Your answer should be the records again, unchanged in wording and free of images.
*** Opening of GIVEN INFORMATION ***
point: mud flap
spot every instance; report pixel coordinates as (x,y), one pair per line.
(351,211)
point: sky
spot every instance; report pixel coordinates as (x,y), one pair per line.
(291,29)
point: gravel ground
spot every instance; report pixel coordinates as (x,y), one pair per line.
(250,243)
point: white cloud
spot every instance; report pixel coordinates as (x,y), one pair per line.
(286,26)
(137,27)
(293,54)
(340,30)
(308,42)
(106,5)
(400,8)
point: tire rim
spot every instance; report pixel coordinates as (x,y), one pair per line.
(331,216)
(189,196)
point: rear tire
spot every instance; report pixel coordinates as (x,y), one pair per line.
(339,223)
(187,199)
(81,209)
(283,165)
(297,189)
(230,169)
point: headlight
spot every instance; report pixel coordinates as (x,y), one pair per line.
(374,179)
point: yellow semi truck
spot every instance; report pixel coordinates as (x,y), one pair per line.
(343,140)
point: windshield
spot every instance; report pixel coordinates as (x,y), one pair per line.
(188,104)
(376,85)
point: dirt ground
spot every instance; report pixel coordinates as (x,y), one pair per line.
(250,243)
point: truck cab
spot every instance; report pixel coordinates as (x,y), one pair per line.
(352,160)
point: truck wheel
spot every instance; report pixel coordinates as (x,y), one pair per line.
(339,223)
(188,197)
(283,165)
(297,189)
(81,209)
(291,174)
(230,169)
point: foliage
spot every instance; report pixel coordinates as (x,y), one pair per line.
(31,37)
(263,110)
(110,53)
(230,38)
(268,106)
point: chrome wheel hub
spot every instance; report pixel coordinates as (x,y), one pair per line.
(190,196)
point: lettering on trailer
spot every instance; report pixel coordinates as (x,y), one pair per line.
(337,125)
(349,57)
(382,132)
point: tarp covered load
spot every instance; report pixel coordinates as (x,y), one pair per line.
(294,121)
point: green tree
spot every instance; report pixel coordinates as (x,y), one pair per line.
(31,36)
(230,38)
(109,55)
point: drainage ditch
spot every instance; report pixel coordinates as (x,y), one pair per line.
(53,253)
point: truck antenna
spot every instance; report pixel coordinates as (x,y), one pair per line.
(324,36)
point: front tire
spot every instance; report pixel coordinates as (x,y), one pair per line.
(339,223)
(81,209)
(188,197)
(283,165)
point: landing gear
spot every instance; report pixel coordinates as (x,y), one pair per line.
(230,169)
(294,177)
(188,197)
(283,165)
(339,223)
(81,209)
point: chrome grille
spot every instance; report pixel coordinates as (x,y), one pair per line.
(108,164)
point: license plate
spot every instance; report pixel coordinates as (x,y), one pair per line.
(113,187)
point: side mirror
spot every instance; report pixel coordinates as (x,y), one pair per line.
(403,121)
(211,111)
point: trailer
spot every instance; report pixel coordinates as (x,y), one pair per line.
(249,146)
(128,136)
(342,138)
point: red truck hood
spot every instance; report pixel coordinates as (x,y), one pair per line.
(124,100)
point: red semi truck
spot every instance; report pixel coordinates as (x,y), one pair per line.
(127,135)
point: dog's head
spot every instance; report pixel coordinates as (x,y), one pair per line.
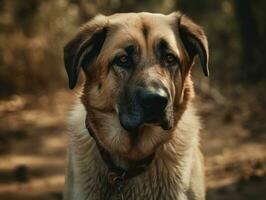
(137,69)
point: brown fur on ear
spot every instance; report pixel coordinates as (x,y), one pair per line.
(84,47)
(195,41)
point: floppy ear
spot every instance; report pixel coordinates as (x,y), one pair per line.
(84,48)
(195,41)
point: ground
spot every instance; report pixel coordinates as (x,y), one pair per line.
(33,144)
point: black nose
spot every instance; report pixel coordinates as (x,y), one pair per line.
(153,101)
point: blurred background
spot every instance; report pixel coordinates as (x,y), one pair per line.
(34,98)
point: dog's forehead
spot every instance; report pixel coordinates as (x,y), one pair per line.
(140,27)
(133,20)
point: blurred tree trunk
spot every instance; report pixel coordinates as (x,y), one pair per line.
(253,57)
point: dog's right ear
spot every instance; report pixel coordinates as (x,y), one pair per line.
(83,49)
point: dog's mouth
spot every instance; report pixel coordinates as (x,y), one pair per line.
(131,120)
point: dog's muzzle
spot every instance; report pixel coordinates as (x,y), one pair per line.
(146,106)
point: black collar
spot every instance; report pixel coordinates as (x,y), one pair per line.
(117,173)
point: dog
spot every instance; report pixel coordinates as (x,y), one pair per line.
(134,133)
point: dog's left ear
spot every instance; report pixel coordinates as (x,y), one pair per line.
(194,40)
(82,50)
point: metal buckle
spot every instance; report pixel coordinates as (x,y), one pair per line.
(118,182)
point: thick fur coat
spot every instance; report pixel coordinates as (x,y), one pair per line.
(137,100)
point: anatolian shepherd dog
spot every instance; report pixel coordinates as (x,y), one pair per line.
(134,133)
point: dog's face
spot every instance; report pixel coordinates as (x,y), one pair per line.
(137,76)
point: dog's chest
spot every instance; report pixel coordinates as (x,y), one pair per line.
(146,186)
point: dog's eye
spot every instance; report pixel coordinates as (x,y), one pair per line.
(122,61)
(170,59)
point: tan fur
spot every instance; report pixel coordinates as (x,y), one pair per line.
(177,170)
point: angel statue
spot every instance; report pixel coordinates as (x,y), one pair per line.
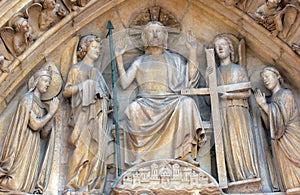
(24,165)
(89,98)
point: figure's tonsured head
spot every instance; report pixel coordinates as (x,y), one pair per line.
(89,45)
(155,34)
(41,79)
(224,48)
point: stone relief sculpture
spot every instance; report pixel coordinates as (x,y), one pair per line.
(239,149)
(18,35)
(74,5)
(20,171)
(281,118)
(296,47)
(2,62)
(277,16)
(160,75)
(164,177)
(89,96)
(50,14)
(44,14)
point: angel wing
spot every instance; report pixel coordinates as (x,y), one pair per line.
(69,56)
(7,35)
(33,13)
(4,51)
(286,18)
(242,53)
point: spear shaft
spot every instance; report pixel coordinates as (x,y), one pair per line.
(115,99)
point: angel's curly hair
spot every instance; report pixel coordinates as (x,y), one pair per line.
(229,42)
(18,23)
(275,71)
(85,43)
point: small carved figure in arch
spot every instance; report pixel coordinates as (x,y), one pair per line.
(18,35)
(277,16)
(50,14)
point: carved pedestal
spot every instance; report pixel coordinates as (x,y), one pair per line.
(166,177)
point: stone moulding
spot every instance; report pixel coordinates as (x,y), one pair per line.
(166,177)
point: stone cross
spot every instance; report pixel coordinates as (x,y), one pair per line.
(213,90)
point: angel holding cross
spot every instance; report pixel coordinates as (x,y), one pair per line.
(235,117)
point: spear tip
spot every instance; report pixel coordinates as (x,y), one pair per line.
(109,25)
*** Close of GIVEN INFORMATION ***
_YOUR SOLUTION_
point: mud flap
spot every instance; report pixel coordinates as (x,y), one pair per line.
(351,211)
point: sky
spot every instance; report pixel coordinates as (x,y), one pair per line.
(291,29)
point: gravel ground
spot every instance; report pixel coordinates as (x,y), one pair per line.
(250,243)
point: white cloud
spot every instance; report pixel coordinates as (x,y), one pair per line.
(286,26)
(137,27)
(293,54)
(340,30)
(308,42)
(106,5)
(400,8)
point: tire rim
spot every instance; report pixel coordinates as (x,y), one pair per line.
(331,216)
(189,196)
point: rear tire
spot every instance; report pixel coordinates as (x,y), one pair per line.
(339,223)
(187,199)
(81,209)
(283,165)
(297,189)
(230,169)
point: headlight
spot every instance; report pixel coordinates as (x,y), one pair per line.
(374,179)
point: yellow semi truck
spot every instance; report pixel coordinates as (x,y), one pair per line.
(343,140)
point: windshield
spot every instance; report pixel coordinates as (x,y), one pair per line.
(188,104)
(376,85)
point: dirt ground
spot every instance; report pixel coordinates as (x,y), one pair per line.
(250,243)
point: truck cab
spot every instance; report pixel coordinates as (x,y), one pair per line.
(352,160)
point: truck wheel
spot every instance; report pixel coordinates as (x,y), one pair per line.
(339,223)
(188,197)
(283,165)
(297,189)
(81,209)
(291,174)
(230,169)
point: foliage
spot every instance; report pixel coordinates as (x,y), one pair per line.
(31,37)
(263,110)
(110,53)
(230,38)
(268,106)
point: chrome wheel hub
spot every instance; report pixel coordinates as (x,y), one pair per line.
(190,196)
point: lettering on trailer
spot every instance; report pixel coordinates as (x,y), one pair per line.
(337,125)
(349,57)
(382,132)
point: tarp covered load
spot every instance; report pixel coordinates as (x,y), one pair per line.
(294,121)
point: green tree
spot every instance; report pixel coordinates as (x,y), one pair per line.
(31,36)
(230,38)
(109,55)
point: drainage ditch
spot every instance; report pixel coordinates as (x,y), one pair per line.
(53,253)
point: truck antenna
spot every instance; report pixel coordinates as (x,y), one pair per line.
(324,36)
point: front tire
spot every instance; report pixel coordinates as (x,y), one pair per line.
(339,223)
(81,209)
(188,197)
(283,165)
point: landing gear
spot every instance; report pixel coordinates as (x,y), one pair per line.
(230,169)
(294,177)
(188,197)
(283,165)
(339,223)
(81,209)
point: chrome grille
spot every instance; report pixel coordinates as (x,y), one pair per line.
(108,164)
point: license plate
spot every instance; report pixel coordinates as (x,y), one pair per line.
(113,187)
point: side mirror
spot every instance; report pixel coordinates as (x,y), one pair per line.
(403,121)
(211,111)
point: trailer
spot every instance; report pixel coordinates as (x,y), one pair per line.
(249,146)
(128,136)
(342,138)
point: red truck hood
spot every instance; report pixel coordinates as (x,y), one pair per line.
(124,100)
point: red semi truck
spot every instance; report pixel coordinates as (x,y), one pair per line.
(127,135)
point: dog's head
spot every instance; report pixel coordinates as (x,y), one pair per line.
(137,69)
point: brown fur on ear
spot every instance; report pixel coordinates as (x,y), one pair per line.
(84,47)
(195,41)
point: floppy ear
spot every instance; report pixel coordinates as (x,y), one pair per line.
(84,48)
(195,41)
point: ground
spot every instance; report pixel coordinates as (x,y), one pair per line.
(33,144)
point: black nose
spot every instance; report pixel coordinates as (x,y), one pair per line.
(153,101)
point: blurred background
spot every instance; report pixel coordinates as (x,y), one pair per line.
(34,98)
point: dog's forehead
spot every instance; report pixel coordinates as (x,y), one pair per line.
(140,27)
(133,20)
point: blurred tree trunk
spot every instance; report pixel coordinates as (x,y), one pair per line.
(253,57)
point: dog's right ear
spot every instance; report pixel coordinates as (x,y), one pair per line.
(83,49)
point: dog's mouth
spot every instance; report pixel coordinates as (x,y), one pair per line.
(131,120)
point: dog's muzzle
spot every instance; report pixel coordinates as (x,y), one pair per line.
(146,106)
point: black collar
spot every instance; report pixel coordinates as (x,y), one pair per line.
(117,173)
point: dog
spot every instance; report pixel coordinates as (x,y), one pair per line.
(134,133)
point: dog's left ear
spot every instance; report pixel coordinates as (x,y), one pair per line.
(194,40)
(82,50)
point: metal buckle
spot every instance; report pixel coordinates as (x,y), one pair per line.
(118,182)
point: thick fur coat
spot every instance; report pixel coordinates as (x,y), one pair per line.
(137,100)
point: anatolian shepherd dog
spot every instance; report pixel coordinates as (x,y), one pair per line.
(134,133)
point: dog's face
spot every instance; report pixel coordinates as (x,y), one pair per line.
(137,76)
point: dog's chest
spot every instance; report pixel coordinates as (x,y), one pair per line.
(146,186)
point: dog's eye
spot every instance; report pixel coordinates as (x,y), one pair per line.
(122,61)
(170,59)
point: tan fur
spot every instance; report pixel coordinates as (x,y), one pair per line.
(177,170)
point: angel statue
spot every instance; report pixel coordinates as (x,y), one pair per line.
(24,165)
(89,98)
point: figure's tonsured head
spot every instance; report pixel coordinates as (x,y), one pair per line.
(89,45)
(155,34)
(41,79)
(224,48)
point: stone relief sculpture
spot every instance; report pixel coordinates as (x,y), one pair per line.
(239,149)
(18,35)
(74,5)
(20,171)
(281,118)
(296,47)
(2,62)
(277,16)
(160,75)
(164,177)
(89,96)
(50,14)
(44,14)
point: angel wing
spot every instance; report pixel coordinates as (x,y), one pair per line.
(69,56)
(7,35)
(33,13)
(4,51)
(286,18)
(242,53)
point: spear shaft
spot every instance; report pixel coordinates as (x,y), one pair per line.
(115,99)
point: angel's curly hair
spot every instance; report pixel coordinates as (x,y), one pair per line.
(229,42)
(18,23)
(275,71)
(85,43)
point: small carved figure in arch
spot every instance; report pixel coordinates as (x,y), one pair per line.
(18,35)
(277,16)
(50,14)
point: carved pedestal
spot every instance; report pixel coordinates as (x,y), one pair per line.
(166,177)
point: stone moulding
spot every instance; report pixel coordinates as (x,y), one pair per line.
(166,177)
point: stone cross
spot every instance; report pixel coordinates as (x,y), one pair per line.
(213,90)
point: angel holding cross
spot every instance; report pixel coordinates as (x,y), one pair per line.
(235,117)
point: spear tip
spot every instance; report pixel coordinates as (x,y), one pair per line.
(109,25)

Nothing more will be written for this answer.